## Set tasks:
1) Answer these questions from the LSAN notes:
(a) What happens to a production service run with LSAN_OPTIONS="exitcode=1"?
(b) What support status do the notes give Windows?
(c) What setting must be exported on macOS to enable leak detection?
2) Sum up the LSAN notes in three sentences.

Operational Concerns:

# Production monitoring (problematic)
LSAN_OPTIONS="exitcode=1" ./production_service
# Service dies on leak detection!

# Better approach: separate testing environment
docker run test_image:lsan-enabled ./service

Platform Support Limitations

Limited Platform Coverage:

# Supported platforms (as of 2024)
- Linux (x86_64, aarch64) ✓
- macOS (x86_64, Apple Silicon) ✓  
- Android ✓
- Fuchsia ✓
- NetBSD ✓

# Unsupported/Limited
- Windows ❌
- FreeBSD (limited)
- Other Unix variants (varies)

Architecture Restrictions:

# Check platform support
#if defined(__has_feature)
#  if __has_feature(address_sanitizer)
#    define LSAN_AVAILABLE 1
#  endif
#endif

#ifdef LSAN_AVAILABLE
#include <sanitizer/lsan_interface.h>
#else
// Fallback for unsupported platforms
void __lsan_do_recoverable_leak_check() { /* no-op */ }
#endif

macOS Specific Limitations:

# macOS requires explicit enabling
export ASAN_OPTIONS=detect_leaks=1  # Required on macOS

# Some system frameworks may cause issues
export LSAN_OPTIONS="suppressions=macos.supp"

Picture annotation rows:
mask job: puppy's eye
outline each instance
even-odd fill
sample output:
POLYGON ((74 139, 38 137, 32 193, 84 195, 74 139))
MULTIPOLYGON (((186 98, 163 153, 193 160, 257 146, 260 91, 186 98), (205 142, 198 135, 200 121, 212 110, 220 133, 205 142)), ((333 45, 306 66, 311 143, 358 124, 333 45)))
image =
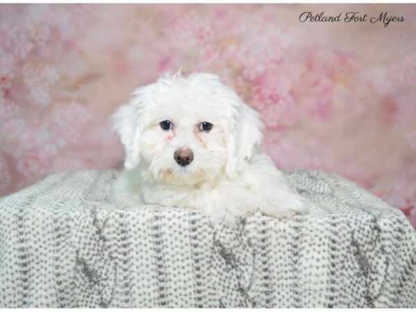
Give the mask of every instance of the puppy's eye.
POLYGON ((164 120, 163 121, 160 121, 160 128, 163 130, 169 130, 172 126, 172 123, 168 120, 164 120))
POLYGON ((209 131, 212 129, 212 123, 207 123, 207 121, 204 121, 201 123, 200 125, 200 130, 202 131, 209 131))

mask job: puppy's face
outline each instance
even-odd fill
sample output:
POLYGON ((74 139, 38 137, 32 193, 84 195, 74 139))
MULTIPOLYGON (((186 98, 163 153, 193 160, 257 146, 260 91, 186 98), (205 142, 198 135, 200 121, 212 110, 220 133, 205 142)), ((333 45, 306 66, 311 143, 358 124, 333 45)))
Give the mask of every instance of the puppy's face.
POLYGON ((141 162, 146 177, 177 186, 235 175, 261 139, 258 114, 218 77, 165 75, 137 89, 113 116, 125 168, 141 162))
POLYGON ((225 125, 209 98, 176 92, 153 102, 150 110, 139 149, 154 179, 193 185, 221 175, 227 157, 225 125))

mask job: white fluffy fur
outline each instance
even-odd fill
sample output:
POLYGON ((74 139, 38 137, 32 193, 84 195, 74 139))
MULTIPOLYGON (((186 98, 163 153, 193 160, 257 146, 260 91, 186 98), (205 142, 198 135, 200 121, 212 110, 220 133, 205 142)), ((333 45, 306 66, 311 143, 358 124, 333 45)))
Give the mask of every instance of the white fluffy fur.
POLYGON ((113 116, 125 148, 125 171, 112 196, 127 205, 198 209, 230 227, 257 210, 275 217, 307 212, 302 198, 259 146, 259 114, 210 73, 166 73, 136 90, 113 116), (172 129, 159 123, 169 120, 172 129), (204 121, 214 125, 199 130, 204 121), (193 161, 178 165, 173 154, 191 149, 193 161))

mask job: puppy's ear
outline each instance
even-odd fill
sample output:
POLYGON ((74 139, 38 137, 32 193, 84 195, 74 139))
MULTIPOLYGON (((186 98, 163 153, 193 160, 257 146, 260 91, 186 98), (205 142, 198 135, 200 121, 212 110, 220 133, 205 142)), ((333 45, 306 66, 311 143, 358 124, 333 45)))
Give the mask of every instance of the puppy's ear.
POLYGON ((264 125, 259 114, 239 100, 227 142, 227 174, 235 177, 242 171, 263 139, 264 125))
POLYGON ((143 130, 143 115, 146 108, 143 89, 133 93, 130 103, 121 106, 112 116, 113 130, 124 146, 124 167, 127 170, 132 169, 140 162, 139 140, 143 130))

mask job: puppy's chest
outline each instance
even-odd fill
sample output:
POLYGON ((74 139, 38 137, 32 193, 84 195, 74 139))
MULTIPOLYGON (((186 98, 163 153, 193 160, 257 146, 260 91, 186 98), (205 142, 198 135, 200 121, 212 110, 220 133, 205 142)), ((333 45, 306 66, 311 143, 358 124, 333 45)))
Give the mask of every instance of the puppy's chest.
POLYGON ((167 207, 199 208, 210 200, 208 192, 198 189, 173 189, 164 186, 148 186, 142 189, 144 202, 167 207))

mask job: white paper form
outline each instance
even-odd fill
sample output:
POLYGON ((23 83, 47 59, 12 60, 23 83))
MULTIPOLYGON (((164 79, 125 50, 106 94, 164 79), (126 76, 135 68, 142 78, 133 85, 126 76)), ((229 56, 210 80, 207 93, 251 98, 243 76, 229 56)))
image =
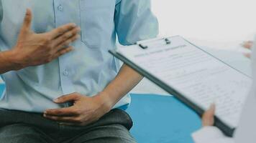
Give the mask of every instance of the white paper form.
POLYGON ((216 59, 180 36, 134 45, 118 50, 151 75, 203 109, 216 105, 216 116, 236 127, 251 79, 216 59))

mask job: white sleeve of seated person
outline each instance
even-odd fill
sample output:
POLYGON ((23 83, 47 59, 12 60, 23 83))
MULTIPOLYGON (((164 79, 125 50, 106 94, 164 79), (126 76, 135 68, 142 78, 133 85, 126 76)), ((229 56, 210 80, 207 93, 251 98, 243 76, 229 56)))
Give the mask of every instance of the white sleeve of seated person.
POLYGON ((205 127, 192 134, 195 143, 234 143, 215 127, 205 127))

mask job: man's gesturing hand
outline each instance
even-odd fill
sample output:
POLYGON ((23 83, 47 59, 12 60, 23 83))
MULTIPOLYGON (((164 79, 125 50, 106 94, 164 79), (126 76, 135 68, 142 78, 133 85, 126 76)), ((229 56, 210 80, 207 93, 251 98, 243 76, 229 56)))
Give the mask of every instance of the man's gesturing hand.
POLYGON ((31 30, 32 11, 27 10, 15 47, 12 50, 17 69, 50 62, 73 49, 69 44, 78 37, 80 28, 68 24, 51 31, 35 34, 31 30))
POLYGON ((54 102, 58 104, 73 102, 73 106, 55 109, 47 109, 44 117, 60 122, 62 124, 85 126, 96 122, 110 111, 112 104, 104 94, 93 97, 78 93, 63 96, 54 102))

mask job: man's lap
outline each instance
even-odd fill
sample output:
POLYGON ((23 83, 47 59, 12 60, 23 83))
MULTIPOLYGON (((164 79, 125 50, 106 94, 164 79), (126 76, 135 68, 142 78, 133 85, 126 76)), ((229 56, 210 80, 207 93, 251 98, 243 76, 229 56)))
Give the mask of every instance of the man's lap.
POLYGON ((38 114, 9 110, 0 110, 0 114, 1 117, 4 114, 10 117, 12 114, 12 119, 0 119, 0 140, 4 140, 3 142, 5 143, 135 142, 129 132, 132 122, 127 114, 119 109, 111 110, 96 123, 86 127, 59 125, 57 122, 45 120, 38 114), (15 119, 22 118, 22 114, 25 117, 24 121, 15 119), (18 114, 17 117, 15 114, 18 114), (31 118, 35 120, 33 122, 28 119, 31 118))

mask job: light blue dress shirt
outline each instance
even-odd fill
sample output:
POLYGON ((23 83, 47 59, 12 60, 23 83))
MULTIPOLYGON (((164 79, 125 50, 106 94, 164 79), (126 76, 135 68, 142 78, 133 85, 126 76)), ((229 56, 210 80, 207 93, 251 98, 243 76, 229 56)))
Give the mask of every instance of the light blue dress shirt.
MULTIPOLYGON (((67 23, 81 28, 75 50, 38 66, 1 75, 6 89, 0 108, 42 112, 60 108, 52 99, 78 92, 93 96, 116 76, 120 65, 108 51, 122 44, 153 38, 158 33, 150 0, 2 0, 1 51, 13 47, 27 8, 33 13, 32 30, 48 31, 67 23)), ((129 78, 129 77, 127 77, 129 78)), ((125 81, 124 81, 125 82, 125 81)), ((119 88, 116 87, 116 88, 119 88)), ((129 95, 114 107, 129 104, 129 95)), ((86 105, 85 105, 86 106, 86 105)))

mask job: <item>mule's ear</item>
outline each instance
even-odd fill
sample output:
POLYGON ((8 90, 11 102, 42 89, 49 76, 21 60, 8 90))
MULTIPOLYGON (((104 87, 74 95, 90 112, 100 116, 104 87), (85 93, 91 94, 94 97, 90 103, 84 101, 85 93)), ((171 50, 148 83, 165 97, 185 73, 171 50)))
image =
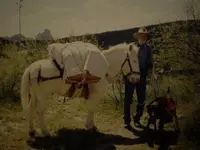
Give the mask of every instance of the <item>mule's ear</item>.
POLYGON ((133 50, 133 46, 131 44, 131 45, 129 45, 129 51, 132 51, 132 50, 133 50))

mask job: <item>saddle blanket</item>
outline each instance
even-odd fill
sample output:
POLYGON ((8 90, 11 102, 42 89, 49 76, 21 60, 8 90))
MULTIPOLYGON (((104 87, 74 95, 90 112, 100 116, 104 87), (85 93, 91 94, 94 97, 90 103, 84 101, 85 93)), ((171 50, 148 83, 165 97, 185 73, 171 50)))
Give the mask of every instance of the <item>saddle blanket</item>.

## Exercise results:
1)
(a) The service dies when a leak is detected.
(b) Windows is unsupported.
(c) ASAN_OPTIONS=detect_leaks=1

2) Using LSAN_OPTIONS="exitcode=1" in production is problematic because the service dies when a leak is detected, so a separate testing environment is the better approach. As of 2024, Linux, macOS, Android, Fuchsia and NetBSD are supported, Windows is not, and FreeBSD is limited. On macOS, leak detection must be enabled explicitly, and some system frameworks may cause issues, which a suppressions file can address.